▶ [Source records]:
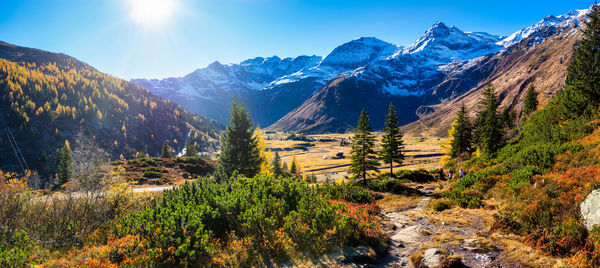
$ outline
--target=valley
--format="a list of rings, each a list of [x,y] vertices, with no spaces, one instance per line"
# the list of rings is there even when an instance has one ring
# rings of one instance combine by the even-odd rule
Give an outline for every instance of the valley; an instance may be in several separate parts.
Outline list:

▶ [Request]: Print every entry above again without changing a word, and omit the pictures.

▶ [Exercise answer]:
$ outline
--target=valley
--format="a list of rings, each a list of [x,y] vertices, with no spaces, one instance per line"
# the list of rings is there even when an instance has one ring
# rings of one instance combine by the even-odd rule
Give an outline for every instance of the valley; an instance may be in several separate parts.
Outline list:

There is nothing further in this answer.